[Text-to-region grounding data]
▽

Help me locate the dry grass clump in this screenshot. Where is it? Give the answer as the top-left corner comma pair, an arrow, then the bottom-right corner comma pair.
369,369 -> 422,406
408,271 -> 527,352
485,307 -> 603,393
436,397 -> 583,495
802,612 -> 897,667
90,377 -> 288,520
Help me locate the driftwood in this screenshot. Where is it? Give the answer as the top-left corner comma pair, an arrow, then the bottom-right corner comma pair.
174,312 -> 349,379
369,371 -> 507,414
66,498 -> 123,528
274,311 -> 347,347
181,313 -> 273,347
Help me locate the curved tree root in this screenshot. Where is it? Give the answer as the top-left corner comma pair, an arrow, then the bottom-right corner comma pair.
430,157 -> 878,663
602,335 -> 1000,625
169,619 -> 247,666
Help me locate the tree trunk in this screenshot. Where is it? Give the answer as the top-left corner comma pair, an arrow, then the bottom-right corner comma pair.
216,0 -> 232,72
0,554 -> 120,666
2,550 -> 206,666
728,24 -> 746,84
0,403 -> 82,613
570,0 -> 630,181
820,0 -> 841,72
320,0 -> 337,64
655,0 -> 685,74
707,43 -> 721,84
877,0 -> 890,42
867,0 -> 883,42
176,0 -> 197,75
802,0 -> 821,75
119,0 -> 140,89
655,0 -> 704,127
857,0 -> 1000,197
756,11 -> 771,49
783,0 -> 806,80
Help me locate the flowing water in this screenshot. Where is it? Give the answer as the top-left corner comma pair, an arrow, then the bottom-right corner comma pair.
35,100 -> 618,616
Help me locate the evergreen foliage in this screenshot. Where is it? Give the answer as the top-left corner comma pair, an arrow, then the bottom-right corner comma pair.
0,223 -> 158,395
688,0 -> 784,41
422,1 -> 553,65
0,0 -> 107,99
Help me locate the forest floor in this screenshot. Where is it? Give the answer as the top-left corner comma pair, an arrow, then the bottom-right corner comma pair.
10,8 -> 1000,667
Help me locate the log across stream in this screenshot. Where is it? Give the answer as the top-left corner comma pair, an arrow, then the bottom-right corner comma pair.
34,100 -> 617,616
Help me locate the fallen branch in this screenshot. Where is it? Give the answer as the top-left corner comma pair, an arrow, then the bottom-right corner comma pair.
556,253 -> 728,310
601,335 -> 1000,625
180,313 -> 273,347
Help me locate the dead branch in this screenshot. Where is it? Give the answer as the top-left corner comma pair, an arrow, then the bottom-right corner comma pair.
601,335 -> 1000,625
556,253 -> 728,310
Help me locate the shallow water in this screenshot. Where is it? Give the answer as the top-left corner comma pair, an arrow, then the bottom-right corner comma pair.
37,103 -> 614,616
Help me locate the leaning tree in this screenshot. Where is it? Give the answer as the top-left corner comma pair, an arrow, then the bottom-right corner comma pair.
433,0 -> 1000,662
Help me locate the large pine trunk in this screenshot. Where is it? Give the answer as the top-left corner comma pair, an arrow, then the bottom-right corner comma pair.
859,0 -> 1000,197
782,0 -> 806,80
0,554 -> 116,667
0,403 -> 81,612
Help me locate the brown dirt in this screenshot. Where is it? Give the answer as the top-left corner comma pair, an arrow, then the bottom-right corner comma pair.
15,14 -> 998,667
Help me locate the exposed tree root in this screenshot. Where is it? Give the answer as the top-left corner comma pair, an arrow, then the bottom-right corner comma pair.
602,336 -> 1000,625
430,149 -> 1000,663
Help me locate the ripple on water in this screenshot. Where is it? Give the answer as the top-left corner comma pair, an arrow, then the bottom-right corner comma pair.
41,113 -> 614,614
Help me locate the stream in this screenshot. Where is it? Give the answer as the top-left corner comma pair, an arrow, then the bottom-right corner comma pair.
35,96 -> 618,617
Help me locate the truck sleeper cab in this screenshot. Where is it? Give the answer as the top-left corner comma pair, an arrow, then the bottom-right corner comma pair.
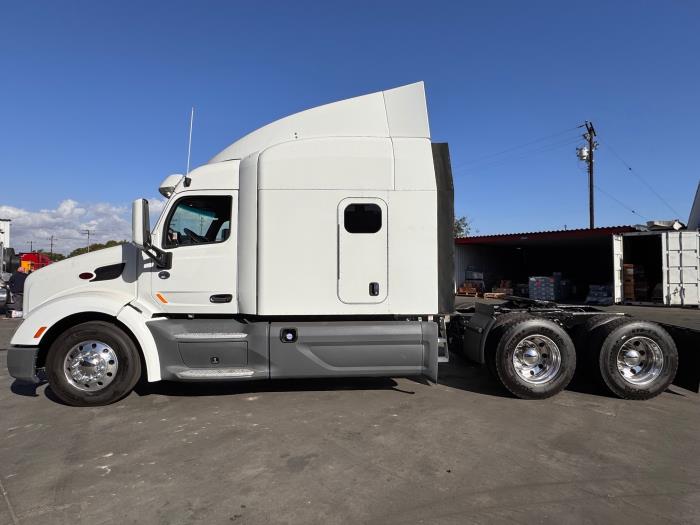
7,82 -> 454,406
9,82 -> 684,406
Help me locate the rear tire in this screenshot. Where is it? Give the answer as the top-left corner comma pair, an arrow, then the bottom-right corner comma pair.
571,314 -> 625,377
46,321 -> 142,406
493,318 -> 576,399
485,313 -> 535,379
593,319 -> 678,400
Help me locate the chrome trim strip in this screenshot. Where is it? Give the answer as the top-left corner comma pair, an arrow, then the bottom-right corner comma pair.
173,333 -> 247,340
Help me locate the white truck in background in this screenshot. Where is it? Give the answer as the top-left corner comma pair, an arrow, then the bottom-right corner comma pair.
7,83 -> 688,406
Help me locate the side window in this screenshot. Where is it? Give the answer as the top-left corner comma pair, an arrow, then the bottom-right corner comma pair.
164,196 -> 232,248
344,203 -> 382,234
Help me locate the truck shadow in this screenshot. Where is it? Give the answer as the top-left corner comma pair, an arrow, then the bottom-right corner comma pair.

△

EXERCISE OBJECTIVE: Return the data above in its exact wording, with none of the pictures.

EXERCISE RESULT:
Help me locate the dry grass clump in this screenshot. Where is it? Give the answer as the top-left corner comma pair, an arrow, then the bottom-right corner comma pair.
369,369 -> 422,406
408,271 -> 527,352
485,307 -> 603,393
436,397 -> 583,495
802,612 -> 897,667
90,377 -> 288,520
Help me locate the driftwood in this screenshot. Where is it? Give the answer as the top-left corner comma pair, an arrow, then the bottom-right corner comma pair.
174,312 -> 349,379
369,371 -> 507,414
66,498 -> 123,528
274,311 -> 347,347
181,313 -> 273,347
Help me locate the curved tree root in this screenshot. Where is it? Give the answer as the top-left corner comma pair, an arrow, then the bottom-right corner comma pair.
430,157 -> 878,663
602,335 -> 1000,625
169,619 -> 247,666
Help me locate the tree trunk in this screenshot. Where is it? Give the answer as the top-left corner comma pair, an arrow, then the bottom-right corner comma pair.
216,0 -> 232,72
0,554 -> 120,666
2,550 -> 206,666
728,24 -> 746,84
0,403 -> 82,613
570,0 -> 630,181
820,0 -> 841,72
320,0 -> 337,64
655,0 -> 685,74
707,43 -> 721,84
877,0 -> 890,42
867,0 -> 883,42
176,0 -> 197,75
802,0 -> 821,75
119,0 -> 140,89
655,0 -> 704,127
857,0 -> 1000,197
756,11 -> 771,49
783,0 -> 806,80
Help me locate the flowing water in this screenshot. Where is it? Give the answer as the top-left corner comma pair, an arrow, then the bottom-right corner comma pair.
35,100 -> 618,616
Help me locate the evergreen foliage in this screenshot. Where is it? Give the answer as the top-left corner comma pair, an arrow, then the bottom-right corner comma pair.
0,223 -> 158,395
688,0 -> 784,41
422,1 -> 553,65
0,0 -> 107,99
Help me locate the forest floor in this screenshot. Where is it? Give the answer as the top-left corner comma pair, an arrow, then the bottom-right corner comma pair.
10,8 -> 1000,667
Help me locate the log across stream in this screenshot. Where is it? Give the answer as the top-left corner comma pair, an arrow, then the bottom-right corner comma pair.
34,100 -> 617,616
Help me locate the fallen branch in this screenshot. Where is it? Give the answer as the top-left corner comma pair, an arrow, then the bottom-right corner comma pair.
556,253 -> 728,310
601,335 -> 1000,625
180,313 -> 273,347
Help me locate the dead branch in this screenshot. Where is it? Give the answer as the top-left corner comma pair, an arrow, then the bottom-right corner comma pair.
601,335 -> 1000,625
556,253 -> 728,310
Help me locate the shallow water in this screenshot. Where is it? Give the answer as the top-left corner comma pair, an arrow, then the bottom-right corner comma pair.
37,103 -> 614,616
Help me locate the leaning tree in this screenshot. Where is it? Give the answer as the top-left corner comma pair, an arrow, then the bottom-right corner comma pair.
433,0 -> 1000,662
Help me locate the large pine trunk in this screenshot. Where is it? Give the answer as the top-left corner comma pair, an arrow, then the bottom-right corner comma pair.
859,0 -> 1000,197
782,0 -> 806,80
0,554 -> 116,667
0,403 -> 81,612
Help me locate the brown dirt in this screenshot. Where is it? Give the answer as the top-left corner comma pair, an arrow, then the bottom-right corner comma pair.
15,14 -> 998,667
Help me locate the exposed tree root in this screenshot. Where is it? Give the answer as the top-left corner comma pair, an arrow, then the bottom-right corner comma pair.
602,336 -> 1000,625
430,149 -> 1000,663
Help me locate the ripple on water in this screenshot. Where is it? Give the answer as the top-left corner comma pair, an arrow, then the bottom-right corner comma pair.
41,113 -> 614,614
Help me locate the stream in this screenshot. Where is it? Give the answer as the top-left corner comma pair, an arrow, then the bottom-right corner comma pair.
35,96 -> 618,617
Help me locate the truck sleeper cab in this screenshot. Where is it? Give the answer as the top-left corner comma pair, an arrow, then the bottom-right corner comma pair.
7,82 -> 454,406
9,82 -> 684,406
Help me locate the rear tire in this screenshot. Where is it? Give the answer as the top-left corner comma pair, an arrow, then the bottom-right corner comma pair.
571,314 -> 625,377
46,321 -> 142,406
493,318 -> 576,399
485,313 -> 535,379
593,319 -> 678,400
Help me locate the chrome trim strip in this screenshot. Where is it? Give the answer as the top-left corner comma pair, an arrow, then the bottom-right corner comma pair.
173,333 -> 247,340
Help me locate the white truck in background in this screenshot. Where is it? Give the answer as the top-left corner comma pair, an arrow, then the bottom-right corner comma pair.
7,83 -> 688,406
Help me locate the side window in this screenshot. Where is it? Give the answer as the top-left corner comma pair, an arrow, then the bottom-right corner comma pair.
164,196 -> 232,248
344,203 -> 382,234
Help me locate the truck shadow in this screenshot. Where is it? Give the answer as the top-left corner comma pair, an arrow, then the bottom-right corner comma pair.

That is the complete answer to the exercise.